-- Directions --
Using the entries below, transcribe exactly the line containing "If you could put a point on the rolled-up" and each line that follows it to the end.
-- Begin Stored records --
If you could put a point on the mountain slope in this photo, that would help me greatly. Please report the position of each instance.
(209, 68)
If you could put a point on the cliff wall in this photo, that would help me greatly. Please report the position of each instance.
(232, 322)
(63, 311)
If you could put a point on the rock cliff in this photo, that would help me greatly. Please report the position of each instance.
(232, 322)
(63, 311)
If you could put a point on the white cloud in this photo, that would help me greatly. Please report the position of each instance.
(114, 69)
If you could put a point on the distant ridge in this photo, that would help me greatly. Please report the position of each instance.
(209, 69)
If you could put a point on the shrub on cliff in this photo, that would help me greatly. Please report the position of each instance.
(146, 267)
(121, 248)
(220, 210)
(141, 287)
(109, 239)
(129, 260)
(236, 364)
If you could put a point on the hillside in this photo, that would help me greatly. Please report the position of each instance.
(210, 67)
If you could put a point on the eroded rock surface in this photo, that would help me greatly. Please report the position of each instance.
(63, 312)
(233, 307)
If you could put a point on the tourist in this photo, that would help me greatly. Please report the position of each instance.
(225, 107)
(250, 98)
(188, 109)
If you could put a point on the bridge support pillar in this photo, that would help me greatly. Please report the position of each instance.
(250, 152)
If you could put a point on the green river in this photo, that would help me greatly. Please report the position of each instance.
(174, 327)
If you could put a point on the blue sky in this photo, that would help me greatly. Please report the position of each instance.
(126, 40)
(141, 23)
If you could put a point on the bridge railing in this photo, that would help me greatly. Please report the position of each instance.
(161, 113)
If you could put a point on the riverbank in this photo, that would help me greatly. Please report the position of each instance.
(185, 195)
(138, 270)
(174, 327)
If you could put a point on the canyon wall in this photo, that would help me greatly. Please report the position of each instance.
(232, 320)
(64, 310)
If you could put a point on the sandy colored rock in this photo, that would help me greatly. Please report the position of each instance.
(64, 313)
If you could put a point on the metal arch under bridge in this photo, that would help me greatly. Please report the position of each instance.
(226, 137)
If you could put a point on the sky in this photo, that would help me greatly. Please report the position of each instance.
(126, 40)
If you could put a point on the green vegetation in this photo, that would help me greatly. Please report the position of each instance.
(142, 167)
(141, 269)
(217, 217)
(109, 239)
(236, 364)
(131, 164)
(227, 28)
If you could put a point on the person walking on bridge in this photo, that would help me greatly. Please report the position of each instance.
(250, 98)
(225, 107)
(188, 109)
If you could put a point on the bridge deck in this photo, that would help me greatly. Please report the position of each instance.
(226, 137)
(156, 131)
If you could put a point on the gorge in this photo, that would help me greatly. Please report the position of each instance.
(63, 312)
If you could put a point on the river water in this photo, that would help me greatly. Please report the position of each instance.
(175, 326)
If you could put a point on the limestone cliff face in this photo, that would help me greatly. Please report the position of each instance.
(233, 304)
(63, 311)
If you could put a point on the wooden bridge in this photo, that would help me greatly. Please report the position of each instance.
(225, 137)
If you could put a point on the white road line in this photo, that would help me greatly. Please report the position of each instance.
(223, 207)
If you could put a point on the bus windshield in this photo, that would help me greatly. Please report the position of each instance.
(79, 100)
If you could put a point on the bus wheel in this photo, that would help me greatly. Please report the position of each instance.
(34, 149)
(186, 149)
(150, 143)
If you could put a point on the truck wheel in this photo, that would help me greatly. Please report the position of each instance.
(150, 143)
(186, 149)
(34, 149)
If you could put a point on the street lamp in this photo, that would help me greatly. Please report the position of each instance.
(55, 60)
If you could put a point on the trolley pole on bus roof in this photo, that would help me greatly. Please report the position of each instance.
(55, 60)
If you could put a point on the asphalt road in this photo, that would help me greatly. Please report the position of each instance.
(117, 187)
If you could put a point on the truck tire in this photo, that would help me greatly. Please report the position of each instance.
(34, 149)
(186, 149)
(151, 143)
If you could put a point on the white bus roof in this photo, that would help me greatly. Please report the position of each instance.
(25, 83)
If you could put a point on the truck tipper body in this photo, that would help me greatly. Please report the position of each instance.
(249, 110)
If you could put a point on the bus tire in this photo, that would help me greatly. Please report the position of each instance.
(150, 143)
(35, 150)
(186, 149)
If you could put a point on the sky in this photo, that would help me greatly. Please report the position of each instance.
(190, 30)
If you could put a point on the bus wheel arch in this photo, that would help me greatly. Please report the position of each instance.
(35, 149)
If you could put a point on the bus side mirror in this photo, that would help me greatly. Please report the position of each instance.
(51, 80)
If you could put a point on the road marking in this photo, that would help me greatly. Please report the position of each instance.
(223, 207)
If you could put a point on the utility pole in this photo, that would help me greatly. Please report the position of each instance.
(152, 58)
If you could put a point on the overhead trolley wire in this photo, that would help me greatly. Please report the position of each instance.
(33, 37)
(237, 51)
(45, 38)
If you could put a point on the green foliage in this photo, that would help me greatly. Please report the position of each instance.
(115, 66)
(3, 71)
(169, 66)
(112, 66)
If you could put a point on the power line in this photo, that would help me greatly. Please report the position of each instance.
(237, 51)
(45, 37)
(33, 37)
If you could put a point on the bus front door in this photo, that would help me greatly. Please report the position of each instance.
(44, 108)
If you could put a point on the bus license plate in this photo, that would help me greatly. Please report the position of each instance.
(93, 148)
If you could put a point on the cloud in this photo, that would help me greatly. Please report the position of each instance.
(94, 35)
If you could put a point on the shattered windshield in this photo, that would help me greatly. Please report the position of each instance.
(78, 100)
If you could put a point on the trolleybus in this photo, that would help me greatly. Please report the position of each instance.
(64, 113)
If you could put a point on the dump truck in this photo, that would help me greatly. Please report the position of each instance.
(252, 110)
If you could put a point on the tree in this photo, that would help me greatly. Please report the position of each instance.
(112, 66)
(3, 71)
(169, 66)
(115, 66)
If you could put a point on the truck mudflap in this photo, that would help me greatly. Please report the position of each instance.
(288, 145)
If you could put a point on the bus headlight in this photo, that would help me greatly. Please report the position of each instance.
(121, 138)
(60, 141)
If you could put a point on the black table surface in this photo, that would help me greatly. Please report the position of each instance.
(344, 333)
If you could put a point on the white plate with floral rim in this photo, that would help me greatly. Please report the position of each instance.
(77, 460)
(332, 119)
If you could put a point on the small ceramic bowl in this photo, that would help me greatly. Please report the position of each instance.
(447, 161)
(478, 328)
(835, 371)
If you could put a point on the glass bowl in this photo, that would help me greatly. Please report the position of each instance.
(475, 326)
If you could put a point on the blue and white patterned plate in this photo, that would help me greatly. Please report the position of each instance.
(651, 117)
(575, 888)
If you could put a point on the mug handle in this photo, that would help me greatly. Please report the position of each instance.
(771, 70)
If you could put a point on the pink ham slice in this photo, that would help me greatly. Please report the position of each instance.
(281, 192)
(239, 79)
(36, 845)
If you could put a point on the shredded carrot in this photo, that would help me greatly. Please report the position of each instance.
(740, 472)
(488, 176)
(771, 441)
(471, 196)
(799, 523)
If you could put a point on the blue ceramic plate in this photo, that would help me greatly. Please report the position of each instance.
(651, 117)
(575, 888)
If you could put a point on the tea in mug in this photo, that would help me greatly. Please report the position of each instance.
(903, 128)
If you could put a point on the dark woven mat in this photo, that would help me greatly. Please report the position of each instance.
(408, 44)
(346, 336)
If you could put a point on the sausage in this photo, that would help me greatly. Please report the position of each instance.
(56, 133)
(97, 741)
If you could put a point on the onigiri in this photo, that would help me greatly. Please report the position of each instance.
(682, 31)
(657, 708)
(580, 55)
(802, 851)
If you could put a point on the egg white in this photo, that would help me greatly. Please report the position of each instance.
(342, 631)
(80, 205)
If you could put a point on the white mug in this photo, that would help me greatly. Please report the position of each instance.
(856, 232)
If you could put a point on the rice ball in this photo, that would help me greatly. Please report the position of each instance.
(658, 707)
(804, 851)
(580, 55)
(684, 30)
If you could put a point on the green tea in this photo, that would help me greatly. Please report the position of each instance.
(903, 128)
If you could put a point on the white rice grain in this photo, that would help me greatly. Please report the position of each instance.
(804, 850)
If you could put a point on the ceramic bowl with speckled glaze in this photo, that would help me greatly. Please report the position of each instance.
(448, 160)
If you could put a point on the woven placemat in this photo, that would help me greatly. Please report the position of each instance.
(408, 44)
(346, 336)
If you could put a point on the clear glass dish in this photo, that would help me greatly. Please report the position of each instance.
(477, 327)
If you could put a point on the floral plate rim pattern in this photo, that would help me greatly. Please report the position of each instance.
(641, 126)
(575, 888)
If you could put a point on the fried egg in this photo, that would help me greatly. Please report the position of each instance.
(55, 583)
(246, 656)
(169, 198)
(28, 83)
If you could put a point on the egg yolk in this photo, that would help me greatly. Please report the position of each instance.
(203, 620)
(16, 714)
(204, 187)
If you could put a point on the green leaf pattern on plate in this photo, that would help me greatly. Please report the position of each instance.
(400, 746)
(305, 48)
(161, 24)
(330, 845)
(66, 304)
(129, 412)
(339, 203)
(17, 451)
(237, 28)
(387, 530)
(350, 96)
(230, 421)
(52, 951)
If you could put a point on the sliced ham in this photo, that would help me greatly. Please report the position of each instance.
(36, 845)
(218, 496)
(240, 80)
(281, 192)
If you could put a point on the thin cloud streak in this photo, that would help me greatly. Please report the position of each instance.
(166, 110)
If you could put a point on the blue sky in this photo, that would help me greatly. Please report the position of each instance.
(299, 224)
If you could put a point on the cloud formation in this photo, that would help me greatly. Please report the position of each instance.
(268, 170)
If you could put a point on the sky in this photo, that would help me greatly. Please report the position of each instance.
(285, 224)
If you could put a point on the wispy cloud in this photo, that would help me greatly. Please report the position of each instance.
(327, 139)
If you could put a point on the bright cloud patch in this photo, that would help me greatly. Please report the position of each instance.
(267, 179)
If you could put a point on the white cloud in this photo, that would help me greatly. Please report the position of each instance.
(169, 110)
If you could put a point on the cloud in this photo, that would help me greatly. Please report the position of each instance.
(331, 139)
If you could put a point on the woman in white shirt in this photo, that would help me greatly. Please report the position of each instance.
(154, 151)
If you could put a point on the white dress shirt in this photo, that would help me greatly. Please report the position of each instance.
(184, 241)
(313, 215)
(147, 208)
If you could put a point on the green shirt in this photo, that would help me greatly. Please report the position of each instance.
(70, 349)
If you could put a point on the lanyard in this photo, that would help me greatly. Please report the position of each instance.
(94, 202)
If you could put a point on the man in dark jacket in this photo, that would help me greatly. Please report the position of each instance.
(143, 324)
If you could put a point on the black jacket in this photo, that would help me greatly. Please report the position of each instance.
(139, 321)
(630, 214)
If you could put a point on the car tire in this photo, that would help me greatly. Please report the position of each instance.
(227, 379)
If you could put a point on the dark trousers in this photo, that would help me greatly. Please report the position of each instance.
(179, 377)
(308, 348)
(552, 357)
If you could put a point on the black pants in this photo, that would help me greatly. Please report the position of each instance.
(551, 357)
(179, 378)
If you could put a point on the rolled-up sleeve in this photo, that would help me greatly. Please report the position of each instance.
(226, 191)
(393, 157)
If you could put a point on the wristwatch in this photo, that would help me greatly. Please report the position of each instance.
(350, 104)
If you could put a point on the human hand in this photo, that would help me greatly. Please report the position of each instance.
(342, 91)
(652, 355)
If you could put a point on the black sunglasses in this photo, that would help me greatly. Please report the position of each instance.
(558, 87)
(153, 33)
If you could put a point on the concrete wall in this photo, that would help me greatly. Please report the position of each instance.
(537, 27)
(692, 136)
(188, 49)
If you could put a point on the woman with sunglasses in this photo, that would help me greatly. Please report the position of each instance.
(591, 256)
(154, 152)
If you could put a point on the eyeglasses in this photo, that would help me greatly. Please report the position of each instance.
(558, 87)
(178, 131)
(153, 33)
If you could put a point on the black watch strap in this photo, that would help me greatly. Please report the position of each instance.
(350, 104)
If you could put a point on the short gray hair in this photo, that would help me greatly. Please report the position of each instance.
-- End Stored records --
-- Response to this exercise --
If you could put a point on the rolled-up sleeve in this photo, that would help me greatly. Please report the position of each instance.
(226, 191)
(393, 157)
If you could put a point on the wristwatch in this photo, that would help me greatly. Please report the position of each instance.
(350, 104)
If you could put a point on the human hand in this photo, that would help me greatly. Please report the position of each instance.
(342, 91)
(652, 355)
If you could put a point on the black sunglasses in this photo, that would help me greatly. Please report the position of each instance.
(558, 87)
(153, 33)
If you could put a point on the concrete wall in this photo, that would help me greatly. Please report the position of each instance.
(537, 27)
(692, 136)
(188, 49)
If you could put a point on the woman with sunglasses in this photo, that would help me greatly. Please report the position of each instance.
(591, 256)
(154, 152)
If you could put a point on the eyeglasses in this photo, that would help me greatly. Please report the position of each instance.
(558, 87)
(178, 131)
(153, 33)
If you could put a point on the black watch strap in this photo, that would help me greatly. Please report the position of each instance.
(350, 104)
If you could put a point on the short gray hair in this photo, that would help me greatly. Please report the position of each instance.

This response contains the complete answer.